== SET PROBLEM A ==
Repeat the passage of the post on checking bandpass filters from "These Array Solutions" up to and including "filter looks good.".

== SOURCE TEXT ==

===============

So out my stash of little gray metal boxes came, and I began checking their VSWRs for a down-‘n’-dirty pre-Field Day check-a-roo…

I don’t love the VSWR trace of this 6M filter, but it will probably suffice for Field Day, where I plan on setting up a 6M 4-element beam, and operating largely on FT8 to try to intercept the “Alpha” stations that are trying to rack up the “Free VHF station” points. That, and when else do I get to put up my 6M yagi???? FT8 is operated on 50.313 MHz which should have a VSWR under 1.2.

These Array Solutions elliptic filters have a beautiful looking VSWR. I really wish I had spent my ham bucks acquiring a full set of these. Apparently Array Solutions is not making them anymore, but a company called Hamation is? Oh, and for anyone not familiar with the RigExpert Antenna Analyzer (1-port VNA), the blue portion of the display indicates the ham band with frequency along the horizontal access and VSWR on the vertical access. Keep in mind that the VSWR we want is as close to 1 as possible!

Now 12M is a WARC band of course, meaning you cannot use it for contesting. In general, it is second only to 60M as my least used band. But, boy, that band pass filter looks great!

I expect 15M to be hopping on Field Day. I am glad this filter looks good.

Another WARC band, i.e. Field Day no-go… But a good looking filter!

Now 20M. Let’s just say I am not at all happy with this filter. Granted, it has probably been heavily abused over its several years now with me. Dunestar has gone out of business since August of 2023. Their original owner became a silent key right around the time that I purchased this set. I decided to try out Morgan Systems Surestop bandpass filters for 20M and 40M for this year’s Field Day. You’ll notice the 40M filter looks reasonable, but when actually under use, the VSWR seen at the transceiver is often high. And we can’t be without a highly functional 20M and 40M stations when it comes to Field Day operations. We will see how the Surestop filters behave…

The 30M filter looks superb! Of course, there is no operating 30M on Field Day.

The 40M filter looks a bit janky. Technically, it should function okay. But like I mentioned, this filter often creates a high SWR at the transceiver. I have a replacement here for it now.

Ugghh. The 80M filter is downright scary looking. I probably should have replaced it when I had a chance.

The top band filter isn’t great. What else can I say? I am not sure I ever even used this filter on 160M. I do think I will slowly start replacing my filters with one of the other manufacturers with time. Although I am grateful to have been able to get a set of Dunestar filters, especially since they provided a boatload of good multi-operator experiences over the years, the older and wiser me wishes I had put my money elsewhere.

Here are the “guts” of one of the Array Solutions 3rd order elliptic filters. Note the interesting use of a hot glue like substance to hold the windings in place, the beefy size of the enameled wire, and the use of ceramic capacitors. Silver-Mica capacitors are often recommended for use in band pass filters

…and a representative schematic from this excellent LC Filter Design calculator by Marki Microwave…

Now we can contrast the design and construction of the Array Solutions band pass filter with the 2nd order Dunestar bandpass filter (below). This design consists of two airwound coils and capacitors mirroring and shielded from each other on the input and output side.

===============

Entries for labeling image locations

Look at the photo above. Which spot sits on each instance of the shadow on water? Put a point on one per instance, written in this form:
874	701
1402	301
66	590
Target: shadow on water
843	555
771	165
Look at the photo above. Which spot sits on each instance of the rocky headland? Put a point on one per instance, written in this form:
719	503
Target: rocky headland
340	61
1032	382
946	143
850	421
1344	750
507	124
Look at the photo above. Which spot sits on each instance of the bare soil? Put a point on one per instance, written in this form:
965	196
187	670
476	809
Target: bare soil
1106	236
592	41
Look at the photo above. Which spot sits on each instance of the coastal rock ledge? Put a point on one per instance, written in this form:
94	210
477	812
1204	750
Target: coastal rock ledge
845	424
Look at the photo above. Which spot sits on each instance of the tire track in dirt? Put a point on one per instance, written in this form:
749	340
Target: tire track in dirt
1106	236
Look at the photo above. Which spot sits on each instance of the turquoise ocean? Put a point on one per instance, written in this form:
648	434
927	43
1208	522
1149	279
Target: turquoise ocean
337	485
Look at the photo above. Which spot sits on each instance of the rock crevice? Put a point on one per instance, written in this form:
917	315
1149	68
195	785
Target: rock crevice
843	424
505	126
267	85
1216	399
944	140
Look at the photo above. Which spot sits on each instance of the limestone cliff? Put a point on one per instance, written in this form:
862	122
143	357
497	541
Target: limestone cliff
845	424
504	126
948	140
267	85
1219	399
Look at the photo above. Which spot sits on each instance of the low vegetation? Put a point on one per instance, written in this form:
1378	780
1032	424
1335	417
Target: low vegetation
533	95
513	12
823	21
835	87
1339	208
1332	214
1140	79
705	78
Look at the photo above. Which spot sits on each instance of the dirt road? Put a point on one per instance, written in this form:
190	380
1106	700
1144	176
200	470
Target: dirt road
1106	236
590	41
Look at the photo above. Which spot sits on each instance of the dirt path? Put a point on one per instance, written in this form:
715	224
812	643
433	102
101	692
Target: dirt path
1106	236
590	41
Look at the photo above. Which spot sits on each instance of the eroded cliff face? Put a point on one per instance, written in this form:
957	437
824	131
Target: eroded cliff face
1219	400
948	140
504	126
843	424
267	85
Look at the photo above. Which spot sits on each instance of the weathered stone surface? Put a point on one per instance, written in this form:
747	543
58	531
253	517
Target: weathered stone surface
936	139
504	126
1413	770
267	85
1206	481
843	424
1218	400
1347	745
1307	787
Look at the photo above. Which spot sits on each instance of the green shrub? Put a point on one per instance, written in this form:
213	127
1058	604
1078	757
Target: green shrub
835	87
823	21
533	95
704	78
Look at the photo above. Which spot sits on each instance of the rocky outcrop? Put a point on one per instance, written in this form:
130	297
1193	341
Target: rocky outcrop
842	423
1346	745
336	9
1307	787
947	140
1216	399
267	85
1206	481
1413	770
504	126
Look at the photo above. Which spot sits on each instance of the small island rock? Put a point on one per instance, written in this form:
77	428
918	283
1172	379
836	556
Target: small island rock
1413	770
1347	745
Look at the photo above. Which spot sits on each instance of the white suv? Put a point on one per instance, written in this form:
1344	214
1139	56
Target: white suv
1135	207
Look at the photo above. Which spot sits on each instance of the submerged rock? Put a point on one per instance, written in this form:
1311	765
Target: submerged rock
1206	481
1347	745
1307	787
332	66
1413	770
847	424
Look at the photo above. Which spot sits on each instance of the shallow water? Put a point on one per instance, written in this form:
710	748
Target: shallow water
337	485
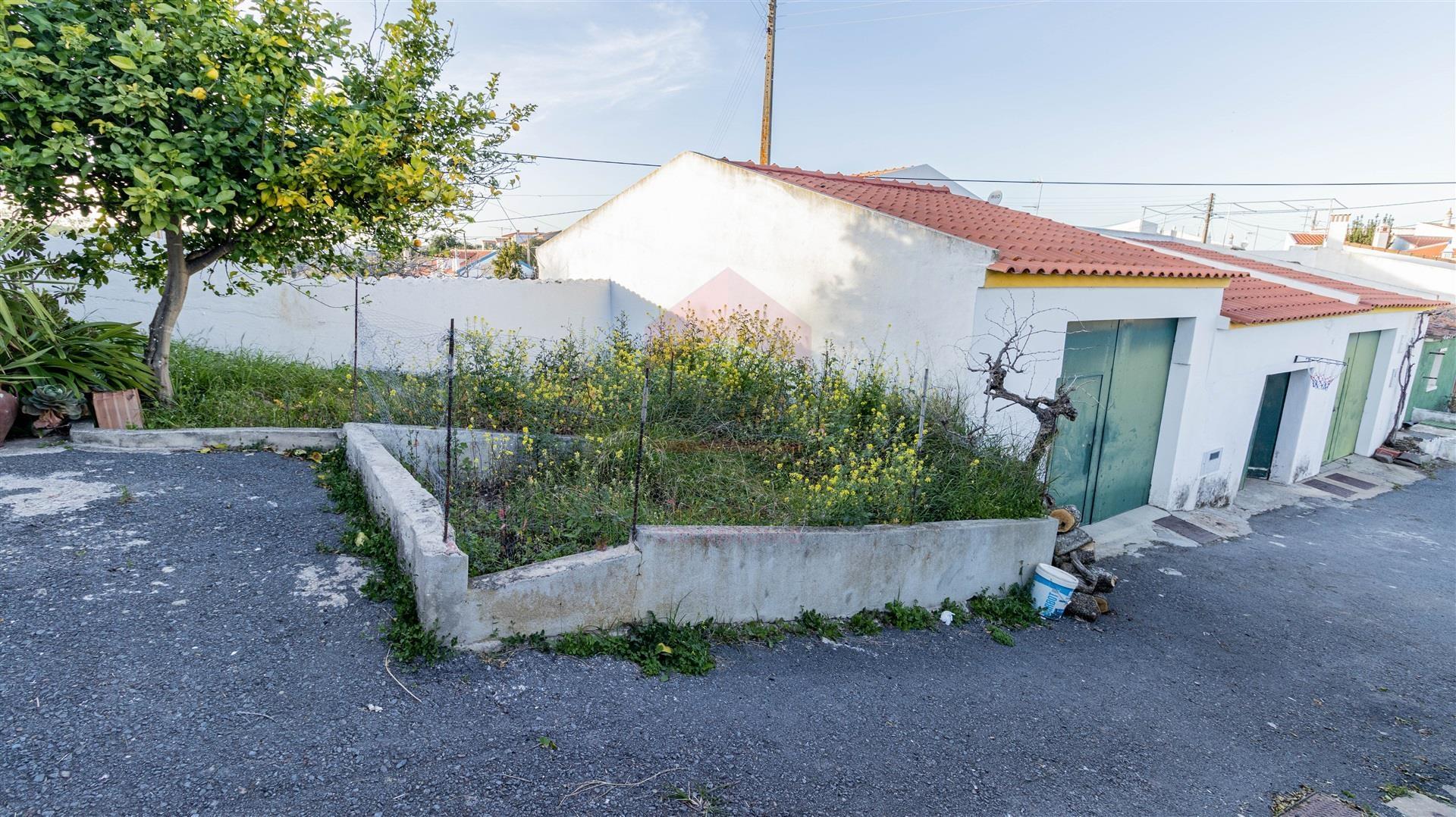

===============

== SET PROBLEM B ==
Please reproduce the entries from the line with "of the small" up to and including the last line of the entries, leaving out the pictures.

== FINISHED ANSWER A ==
These Array Solutions elliptic filters have a beautiful looking VSWR. I really wish I had spent my ham bucks acquiring a full set of these. Apparently Array Solutions is not making them anymore, but a company called Hamation is? Oh, and for anyone not familiar with the RigExpert Antenna Analyzer (1-port VNA), the blue portion of the display indicates the ham band with frequency along the horizontal access and VSWR on the vertical access. Keep in mind that the VSWR we want is as close to 1 as possible!

Now 12M is a WARC band of course, meaning you cannot use it for contesting. In general, it is second only to 60M as my least used band. But, boy, that band pass filter looks great!

I expect 15M to be hopping on Field Day. I am glad this filter looks good.

== FINISHED ANSWER B ==
Look at the photo above. Which spot sits on each instance of the small island rock? Put a point on one per instance, written in this form:
77	428
918	283
1172	379
836	556
Target: small island rock
1413	770
1347	745
Look at the photo above. Which spot sits on each instance of the white suv? Put a point on one per instance, written in this form:
1344	214
1139	56
Target: white suv
1135	207
Look at the photo above. Which spot sits on each instance of the submerged rock? Put a point on one per instance, written in this form:
1311	765
Target: submerged rock
1206	481
1347	745
1307	787
332	66
1413	770
847	424
Look at the photo above. Which spot sits on each instance of the shallow water? Put a point on one per instance, written in this form:
710	748
Target: shallow water
337	485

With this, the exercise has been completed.